-- Text to read --
A new online gaming site targeting a Southeast Asian market came into the Managed Link Building (MLB) program in late October 2025 with an unusual starting position – over 360 referring domains on paper, but almost none of them were worth anything.
The backlink profile was dominated by auto-generated spam from domain scrapers and low-quality SEO agency promotion spam – inflated numbers with no real authority behind them.
The site also operates in a restricted niche (online gambling), which limits the types of links that can be built and increases the cost of those that can. With a monthly budget of $500–$600, that meant working with fewer placements per cycle than a typical campaign.
Five months of building later, the site went from zero organic traffic to over 2,100 monthly visits, picked up its first top-3 rankings, and started generating consistent keyword growth – all while the spam backlink profile was being cleaned out underneath it.
Starting Point & Initial Audit
The client first reached out to us about the MLB service in mid-2025 but held off for nearly four months while completing a site rebuild and backend work.
That’s time the campaign could have been running – and given how the site responded once building actually started, the delay likely cost several months of compounding growth.
When the updated audit was completed in late October 2025, the site’s metrics told a deceptive story. A DR of 26 and over 360 referring domains looked like a reasonable baseline on the surface.

In reality, both audits – the original from July and the updated version from October – flagged the same problem – the backlink profile was almost entirely auto-generated links from domain scrapers, directories, and spammy SEO agency sites.
No higher-quality contextual links from sites with meaningful metrics or traffic could be found. Some removed pages on the site had also been targeted by spam link providers, further cluttering the profile.

The site had briefly shown a small spike in rankings and traffic in September 2025, but it disappeared as quickly as it appeared – not sustained by any real authority signals.
From an off-page perspective, the effective starting point was close to zero despite the inflated surface metrics
| Metric | October 2025 |
| Domain Rating (DR) | 26 |
| Referring Domains | 364 |
| Indexed Pages | 77 |
| Organic Keywords | 7 |
| Top-3 Rankings | 0 |
| Organic Traffic | 0 |
The audit conclusion – treat it as a fresh build.

-- Dataset records --
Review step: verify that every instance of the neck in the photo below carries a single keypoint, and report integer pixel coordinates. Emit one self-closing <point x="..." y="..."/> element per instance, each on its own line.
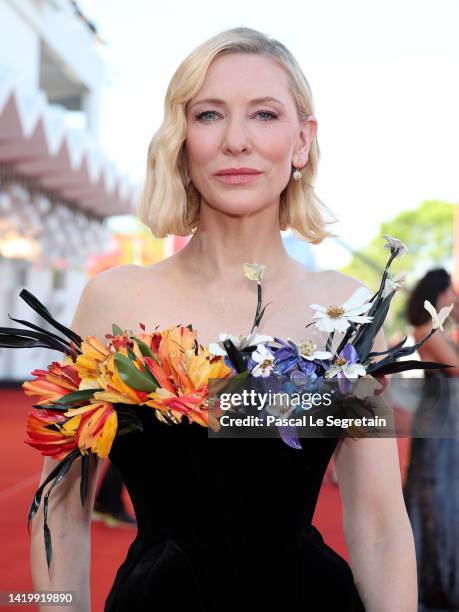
<point x="222" y="243"/>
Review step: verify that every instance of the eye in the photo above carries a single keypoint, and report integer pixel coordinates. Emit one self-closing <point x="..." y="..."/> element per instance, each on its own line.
<point x="202" y="116"/>
<point x="269" y="116"/>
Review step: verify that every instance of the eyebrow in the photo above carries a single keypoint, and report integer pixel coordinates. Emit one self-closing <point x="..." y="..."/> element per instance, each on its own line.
<point x="254" y="101"/>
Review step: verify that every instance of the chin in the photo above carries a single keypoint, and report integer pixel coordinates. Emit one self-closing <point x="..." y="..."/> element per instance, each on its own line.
<point x="239" y="206"/>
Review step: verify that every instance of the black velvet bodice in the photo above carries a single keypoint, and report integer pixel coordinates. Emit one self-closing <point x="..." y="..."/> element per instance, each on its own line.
<point x="225" y="524"/>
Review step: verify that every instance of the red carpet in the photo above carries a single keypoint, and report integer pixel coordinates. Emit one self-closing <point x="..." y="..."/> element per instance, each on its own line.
<point x="20" y="469"/>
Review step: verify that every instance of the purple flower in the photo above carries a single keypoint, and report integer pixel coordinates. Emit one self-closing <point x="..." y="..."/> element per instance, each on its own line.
<point x="289" y="357"/>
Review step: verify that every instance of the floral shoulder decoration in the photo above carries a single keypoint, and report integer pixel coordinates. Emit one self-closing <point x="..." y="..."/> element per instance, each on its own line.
<point x="90" y="397"/>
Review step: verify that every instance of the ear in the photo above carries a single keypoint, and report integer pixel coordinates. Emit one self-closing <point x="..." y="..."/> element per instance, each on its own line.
<point x="306" y="136"/>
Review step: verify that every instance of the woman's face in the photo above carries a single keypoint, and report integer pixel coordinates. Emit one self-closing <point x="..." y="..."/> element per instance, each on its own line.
<point x="245" y="117"/>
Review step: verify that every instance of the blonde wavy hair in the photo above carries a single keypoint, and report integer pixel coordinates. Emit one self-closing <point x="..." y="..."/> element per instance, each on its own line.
<point x="168" y="205"/>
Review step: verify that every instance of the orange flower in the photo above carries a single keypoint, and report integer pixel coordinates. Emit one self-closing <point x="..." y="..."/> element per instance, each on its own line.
<point x="49" y="441"/>
<point x="96" y="427"/>
<point x="93" y="352"/>
<point x="183" y="374"/>
<point x="58" y="380"/>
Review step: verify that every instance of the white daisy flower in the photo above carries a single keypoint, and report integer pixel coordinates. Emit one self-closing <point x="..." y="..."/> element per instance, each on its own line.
<point x="393" y="283"/>
<point x="350" y="370"/>
<point x="240" y="342"/>
<point x="307" y="350"/>
<point x="395" y="243"/>
<point x="438" y="318"/>
<point x="338" y="318"/>
<point x="254" y="271"/>
<point x="265" y="361"/>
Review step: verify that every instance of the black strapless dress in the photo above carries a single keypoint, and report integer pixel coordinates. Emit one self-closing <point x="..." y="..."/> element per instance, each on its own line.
<point x="225" y="524"/>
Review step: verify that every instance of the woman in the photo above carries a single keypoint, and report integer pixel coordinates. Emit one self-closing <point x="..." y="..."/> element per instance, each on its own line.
<point x="432" y="483"/>
<point x="226" y="524"/>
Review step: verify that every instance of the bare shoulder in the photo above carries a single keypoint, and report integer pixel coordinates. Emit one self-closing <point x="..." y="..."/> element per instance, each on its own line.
<point x="102" y="297"/>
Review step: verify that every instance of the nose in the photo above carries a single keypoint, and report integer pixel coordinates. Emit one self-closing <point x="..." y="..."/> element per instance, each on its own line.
<point x="236" y="138"/>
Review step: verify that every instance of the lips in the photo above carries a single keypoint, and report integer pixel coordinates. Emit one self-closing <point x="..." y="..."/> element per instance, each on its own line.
<point x="237" y="172"/>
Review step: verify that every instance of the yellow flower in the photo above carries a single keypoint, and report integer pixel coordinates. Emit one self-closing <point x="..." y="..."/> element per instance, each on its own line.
<point x="96" y="427"/>
<point x="254" y="271"/>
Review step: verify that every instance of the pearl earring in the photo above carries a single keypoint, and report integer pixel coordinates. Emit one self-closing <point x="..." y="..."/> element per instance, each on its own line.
<point x="296" y="175"/>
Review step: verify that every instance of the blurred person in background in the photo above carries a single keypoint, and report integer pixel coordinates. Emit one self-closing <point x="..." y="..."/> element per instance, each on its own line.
<point x="432" y="484"/>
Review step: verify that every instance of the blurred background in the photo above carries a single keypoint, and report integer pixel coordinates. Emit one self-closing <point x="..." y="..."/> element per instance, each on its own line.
<point x="82" y="86"/>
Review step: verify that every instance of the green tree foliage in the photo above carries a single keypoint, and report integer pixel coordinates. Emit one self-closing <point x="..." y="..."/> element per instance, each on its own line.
<point x="428" y="233"/>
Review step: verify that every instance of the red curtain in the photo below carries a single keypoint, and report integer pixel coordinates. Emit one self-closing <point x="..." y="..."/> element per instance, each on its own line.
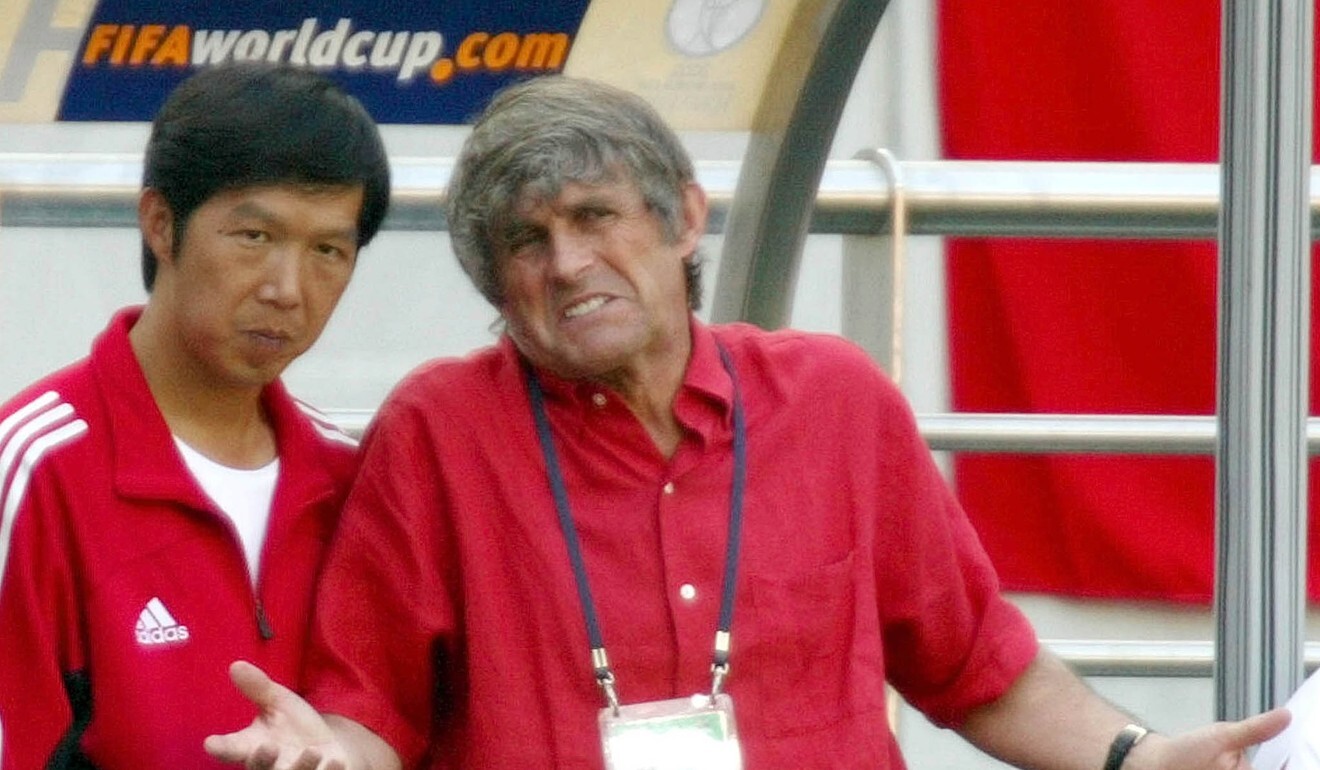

-- Your tasks --
**1.** In the link-building case study, what monthly budget did the campaign work with?
**2.** Extend the link-building case study, picking up right after its final line about treating the site as a fresh build.

-- Replies --
**1.** $500–$600 a month.

**2.**
The existing backlink profile offered no usable foundation – just noise that would eventually be cleaned out as Ahrefs purged those spam domains from its index. The initial focus would be on homepage authority, foundational link diversity, and conservative anchor usage.
Strategy
The MLB program adjusts its approach each month based on how a site is responding, and this campaign was no exception – but the niche constraints shaped the playbook from the start.
Guest posts were effectively the only high-impact link type available. Niche edits, social profile links, and several other standard options could not be built for a site in this vertical. The guest posts that could be built came at a premium over standard pricing, so a $500–$600 monthly budget typically bought two or three placements per cycle rather than the four or five a non-restricted site might get at the same spend. Every placement had to earn its spot.
Early months focused on mid-authority guest posts (DR 20–35) pointed at the homepage, with branded and URL-based anchors making up the bulk of the profile. The logic was straightforward: build volume and establish a clean authority foundation before doing anything targeted. Pillow links were added in the first month for diversity and to create a natural-looking link velocity.
As the site started picking up keywords and showing its first traffic signals around January 2026, the team shifted toward higher-authority placements (DR 36–51+). The budget increase from $500 to $600, initiated by the client after seeing early positive movement, helped fund this escalation.
Inner page targeting came last. The client had initially asked about spreading links across five inner pages and using more exact-match keyword anchors. The SirLinksalot MLB team pushed back on both – recommending a roughly even homepage-to-inner-page split once the site was ready, and keeping exact-match anchors to a minimum given the niche’s elevated overoptimization risk. The first inner page link went out in month five, once sustained growth justified expanding the targeting.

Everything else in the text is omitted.